Directions: Would you copy each line of the records that includes the word "strap"?

Input material:
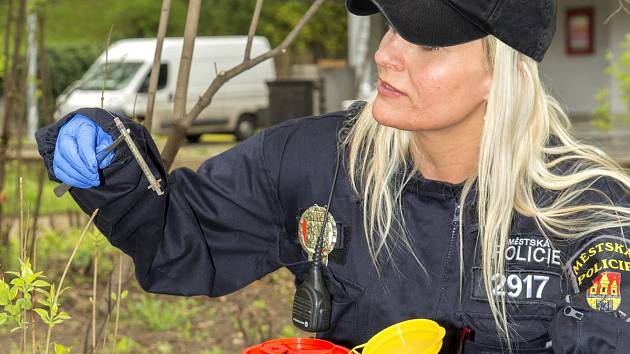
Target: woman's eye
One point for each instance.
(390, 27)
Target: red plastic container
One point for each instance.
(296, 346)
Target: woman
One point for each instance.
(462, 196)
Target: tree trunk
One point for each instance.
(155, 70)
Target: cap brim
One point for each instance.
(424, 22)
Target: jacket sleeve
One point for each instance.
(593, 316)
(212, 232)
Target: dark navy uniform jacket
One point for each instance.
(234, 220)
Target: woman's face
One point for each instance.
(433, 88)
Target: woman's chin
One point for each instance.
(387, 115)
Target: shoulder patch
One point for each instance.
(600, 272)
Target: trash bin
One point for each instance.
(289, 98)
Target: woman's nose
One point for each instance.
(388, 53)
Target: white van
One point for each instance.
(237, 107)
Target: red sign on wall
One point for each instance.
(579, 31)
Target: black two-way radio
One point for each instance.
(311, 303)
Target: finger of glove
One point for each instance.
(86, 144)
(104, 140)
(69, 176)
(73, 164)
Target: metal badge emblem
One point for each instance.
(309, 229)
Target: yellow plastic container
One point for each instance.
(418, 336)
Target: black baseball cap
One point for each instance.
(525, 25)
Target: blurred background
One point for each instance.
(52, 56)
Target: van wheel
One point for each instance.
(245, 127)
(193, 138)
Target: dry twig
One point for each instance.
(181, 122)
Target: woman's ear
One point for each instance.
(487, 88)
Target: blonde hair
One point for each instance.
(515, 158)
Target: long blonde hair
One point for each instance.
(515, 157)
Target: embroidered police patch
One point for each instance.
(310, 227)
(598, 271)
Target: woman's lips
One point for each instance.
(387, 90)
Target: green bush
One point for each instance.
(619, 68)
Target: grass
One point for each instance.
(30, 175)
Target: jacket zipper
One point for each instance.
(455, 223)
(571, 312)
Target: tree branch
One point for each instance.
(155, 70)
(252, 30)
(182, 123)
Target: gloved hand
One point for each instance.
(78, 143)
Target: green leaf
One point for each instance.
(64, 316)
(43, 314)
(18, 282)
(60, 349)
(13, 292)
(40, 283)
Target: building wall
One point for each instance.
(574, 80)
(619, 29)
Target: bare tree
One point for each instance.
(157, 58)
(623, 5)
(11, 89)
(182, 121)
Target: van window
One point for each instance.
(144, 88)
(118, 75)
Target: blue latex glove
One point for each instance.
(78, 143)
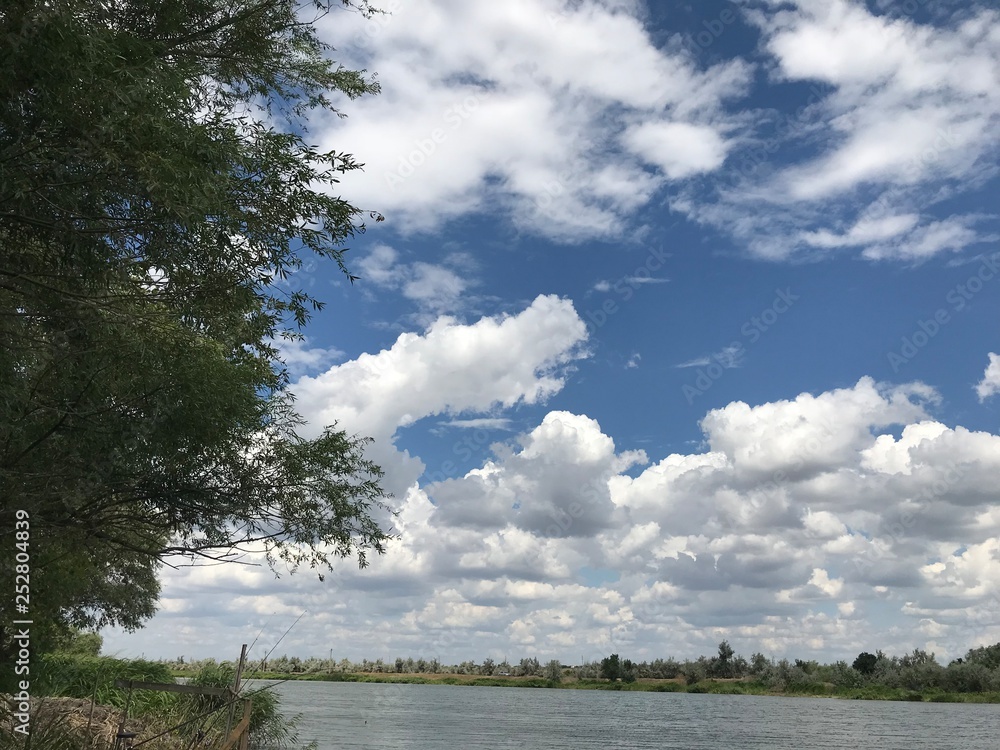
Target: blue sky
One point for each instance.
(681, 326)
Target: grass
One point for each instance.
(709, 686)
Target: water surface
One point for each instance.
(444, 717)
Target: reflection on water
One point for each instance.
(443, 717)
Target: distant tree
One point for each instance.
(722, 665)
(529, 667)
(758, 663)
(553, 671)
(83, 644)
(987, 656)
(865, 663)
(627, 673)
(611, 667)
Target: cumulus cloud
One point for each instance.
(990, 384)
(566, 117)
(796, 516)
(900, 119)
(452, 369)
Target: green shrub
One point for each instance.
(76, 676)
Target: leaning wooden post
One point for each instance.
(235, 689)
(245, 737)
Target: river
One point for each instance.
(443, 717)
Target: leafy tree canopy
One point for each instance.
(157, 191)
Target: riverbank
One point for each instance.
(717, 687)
---
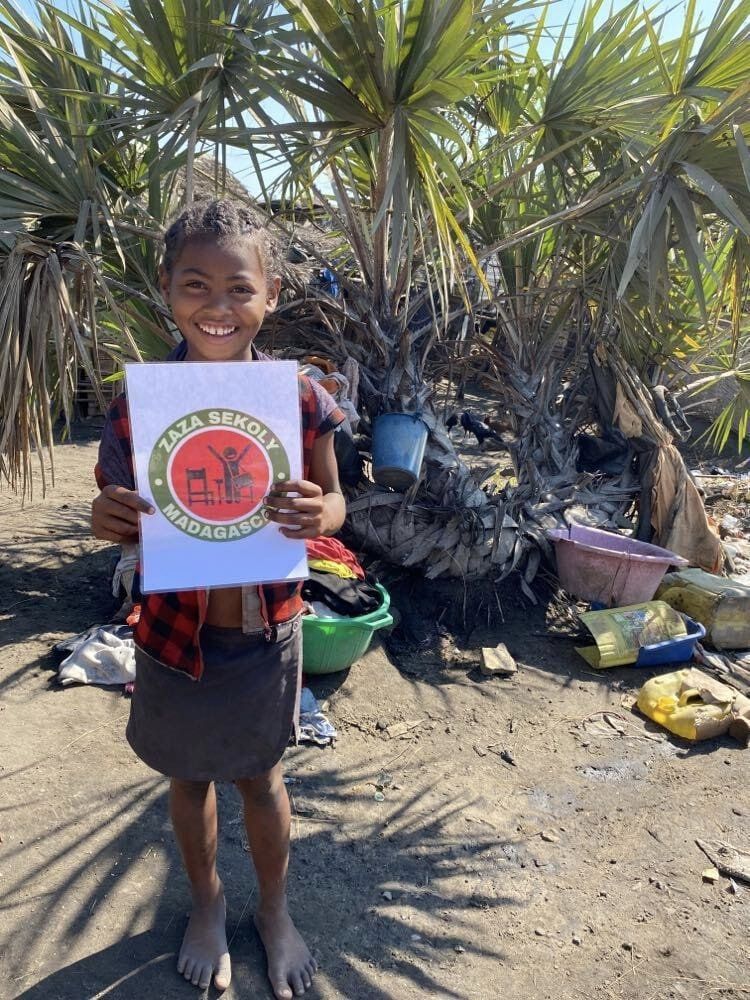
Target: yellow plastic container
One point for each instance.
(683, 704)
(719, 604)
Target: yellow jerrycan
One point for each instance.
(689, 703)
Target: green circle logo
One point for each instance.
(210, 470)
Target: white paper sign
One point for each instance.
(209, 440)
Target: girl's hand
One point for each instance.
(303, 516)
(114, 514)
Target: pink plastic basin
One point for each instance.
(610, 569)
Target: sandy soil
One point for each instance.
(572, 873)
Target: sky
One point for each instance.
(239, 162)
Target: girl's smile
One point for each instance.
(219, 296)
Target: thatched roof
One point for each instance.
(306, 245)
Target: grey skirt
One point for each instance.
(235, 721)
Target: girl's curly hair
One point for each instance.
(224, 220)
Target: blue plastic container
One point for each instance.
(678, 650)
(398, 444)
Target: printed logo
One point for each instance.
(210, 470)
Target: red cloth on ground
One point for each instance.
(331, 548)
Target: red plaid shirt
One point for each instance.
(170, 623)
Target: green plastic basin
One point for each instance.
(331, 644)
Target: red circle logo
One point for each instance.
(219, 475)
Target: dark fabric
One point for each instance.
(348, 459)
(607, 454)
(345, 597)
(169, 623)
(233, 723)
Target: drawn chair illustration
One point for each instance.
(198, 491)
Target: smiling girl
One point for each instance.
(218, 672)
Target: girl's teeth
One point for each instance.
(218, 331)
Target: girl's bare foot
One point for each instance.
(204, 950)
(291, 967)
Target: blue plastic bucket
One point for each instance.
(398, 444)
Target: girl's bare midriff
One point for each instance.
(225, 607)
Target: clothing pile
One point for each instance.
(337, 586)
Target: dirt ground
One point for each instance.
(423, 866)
--
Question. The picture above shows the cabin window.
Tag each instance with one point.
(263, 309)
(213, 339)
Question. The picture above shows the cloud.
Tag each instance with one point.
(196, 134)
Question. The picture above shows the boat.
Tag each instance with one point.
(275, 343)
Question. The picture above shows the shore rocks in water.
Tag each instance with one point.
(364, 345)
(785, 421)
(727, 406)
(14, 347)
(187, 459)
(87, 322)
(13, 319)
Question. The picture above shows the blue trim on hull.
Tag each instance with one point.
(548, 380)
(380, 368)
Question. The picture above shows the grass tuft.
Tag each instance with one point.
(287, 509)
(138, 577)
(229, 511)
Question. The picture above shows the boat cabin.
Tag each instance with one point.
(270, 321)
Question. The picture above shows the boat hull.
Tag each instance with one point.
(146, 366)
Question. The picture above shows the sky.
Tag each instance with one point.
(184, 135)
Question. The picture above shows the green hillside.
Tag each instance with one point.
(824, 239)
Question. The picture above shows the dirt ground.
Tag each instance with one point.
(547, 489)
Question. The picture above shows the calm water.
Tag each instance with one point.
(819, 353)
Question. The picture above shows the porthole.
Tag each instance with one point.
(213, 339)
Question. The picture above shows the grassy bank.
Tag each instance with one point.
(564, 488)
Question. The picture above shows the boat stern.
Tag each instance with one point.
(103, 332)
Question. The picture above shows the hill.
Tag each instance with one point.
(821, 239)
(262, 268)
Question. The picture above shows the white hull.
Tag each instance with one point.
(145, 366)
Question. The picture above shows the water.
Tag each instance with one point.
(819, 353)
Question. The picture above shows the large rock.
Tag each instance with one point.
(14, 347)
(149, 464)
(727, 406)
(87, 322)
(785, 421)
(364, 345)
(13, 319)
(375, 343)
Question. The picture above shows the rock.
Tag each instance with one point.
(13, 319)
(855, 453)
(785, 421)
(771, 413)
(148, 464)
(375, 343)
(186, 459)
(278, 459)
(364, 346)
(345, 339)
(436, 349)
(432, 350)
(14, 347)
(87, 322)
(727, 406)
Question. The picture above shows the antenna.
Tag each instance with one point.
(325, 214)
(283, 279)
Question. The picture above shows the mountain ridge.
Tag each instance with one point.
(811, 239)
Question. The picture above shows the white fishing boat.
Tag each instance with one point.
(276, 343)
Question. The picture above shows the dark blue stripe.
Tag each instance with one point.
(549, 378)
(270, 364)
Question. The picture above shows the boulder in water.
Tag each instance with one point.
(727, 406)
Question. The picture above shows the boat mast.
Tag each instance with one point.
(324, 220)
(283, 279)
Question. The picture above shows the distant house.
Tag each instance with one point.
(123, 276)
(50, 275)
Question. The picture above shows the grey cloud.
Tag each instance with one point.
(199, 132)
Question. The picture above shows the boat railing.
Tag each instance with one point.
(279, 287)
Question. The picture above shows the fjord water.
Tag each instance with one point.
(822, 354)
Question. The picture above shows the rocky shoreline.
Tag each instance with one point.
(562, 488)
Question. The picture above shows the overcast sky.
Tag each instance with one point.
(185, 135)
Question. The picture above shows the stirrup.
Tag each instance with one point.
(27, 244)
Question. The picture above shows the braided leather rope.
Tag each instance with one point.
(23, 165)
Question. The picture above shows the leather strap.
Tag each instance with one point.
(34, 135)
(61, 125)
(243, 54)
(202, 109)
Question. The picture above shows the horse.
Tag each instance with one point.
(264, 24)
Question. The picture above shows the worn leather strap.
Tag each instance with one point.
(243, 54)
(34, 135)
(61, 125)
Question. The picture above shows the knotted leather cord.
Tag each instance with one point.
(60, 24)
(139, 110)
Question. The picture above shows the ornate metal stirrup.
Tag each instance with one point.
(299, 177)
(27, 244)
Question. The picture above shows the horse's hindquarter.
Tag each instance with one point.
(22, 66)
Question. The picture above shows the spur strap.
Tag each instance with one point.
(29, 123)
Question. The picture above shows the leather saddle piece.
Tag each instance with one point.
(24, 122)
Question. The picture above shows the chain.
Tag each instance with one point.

Result for this exercise:
Question. The picture above shows the leather strap.
Question. The picture above shows the worn leather strap.
Question. The picture above shows the spur strap.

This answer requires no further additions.